The guidance also delves further into the importance of employment positions by way of examples of covered harassment and distinctions in the relationship of the involved parties, and clarifies the definition of a supervisor, extending it beyond those who have the authority to make tangible employment decisions to include those perceived by employees to have such authority. This broadened definition aims to strengthen accountability across various levels of management and encourage the implementation of revised policies.

Notably, perhaps as an acknowledgment that virtual work components are here to stay in at least some manner, the guidance also addresses harassment in virtual or hybrid work environments, recognizing that harassment can occur through digital communications as well as in physical workplaces.

While the final guidance leaves some room for what reporting procedures, complaint processes and policies might look like on paper, it is undoubtedly clear that employers should update their harassment policies and training programs to align with the changes. The EEOC emphasizes that effective anti-harassment policies should include clear definitions of prohibited conduct, widespread dissemination of these policies, and comprehensive training that includes examples of what constitutes harassment and how to report it; moreover, and perhaps goes without saying, it is important for employers to have processes in place that not only create an avenue for employees to have discussions, but one that doesn’t inherently create issues of mistrust within the organization, disbelief in confidentiality, and fear of retaliation, all of which are exceedingly common issues that we see across professions, creating indirect and direct legal liabilities for employers.

-.-.-

SET EXERCISE A >>
Reproduce the part of the harassment guidance text that begins at the words "The guidance also delves" and ends after "of revised policies.".

-.-.-

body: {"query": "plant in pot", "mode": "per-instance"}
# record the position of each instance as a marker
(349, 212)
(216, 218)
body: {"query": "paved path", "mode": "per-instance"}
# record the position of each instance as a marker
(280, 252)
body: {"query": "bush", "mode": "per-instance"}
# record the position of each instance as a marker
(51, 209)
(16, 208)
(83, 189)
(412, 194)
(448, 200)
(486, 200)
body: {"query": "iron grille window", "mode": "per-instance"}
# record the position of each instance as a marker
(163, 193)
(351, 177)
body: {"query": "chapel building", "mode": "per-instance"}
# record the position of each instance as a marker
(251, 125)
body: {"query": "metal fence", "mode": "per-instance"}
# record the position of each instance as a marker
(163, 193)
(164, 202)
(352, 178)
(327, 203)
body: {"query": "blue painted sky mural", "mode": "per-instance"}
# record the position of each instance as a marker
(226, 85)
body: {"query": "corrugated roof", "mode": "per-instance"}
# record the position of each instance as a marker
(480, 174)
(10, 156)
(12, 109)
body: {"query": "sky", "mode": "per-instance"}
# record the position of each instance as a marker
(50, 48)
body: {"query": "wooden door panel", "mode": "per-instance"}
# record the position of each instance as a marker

-.-.-

SET EXERCISE B >>
Identify every line of the listing that contains the string "body", treating uppercase and lowercase as different.

FULL SOLUTION A >>
The guidance also delves further into the importance of employment positions by way of examples of covered harassment and distinctions in the relationship of the involved parties, and clarifies the definition of a supervisor, extending it beyond those who have the authority to make tangible employment decisions to include those perceived by employees to have such authority. This broadened definition aims to strengthen accountability across various levels of management and encourage the implementation of revised policies.

FULL SOLUTION B >>
body: {"query": "plant in pot", "mode": "per-instance"}
body: {"query": "paved path", "mode": "per-instance"}
body: {"query": "bush", "mode": "per-instance"}
body: {"query": "iron grille window", "mode": "per-instance"}
body: {"query": "chapel building", "mode": "per-instance"}
body: {"query": "metal fence", "mode": "per-instance"}
body: {"query": "blue painted sky mural", "mode": "per-instance"}
body: {"query": "corrugated roof", "mode": "per-instance"}
body: {"query": "sky", "mode": "per-instance"}
body: {"query": "wooden door panel", "mode": "per-instance"}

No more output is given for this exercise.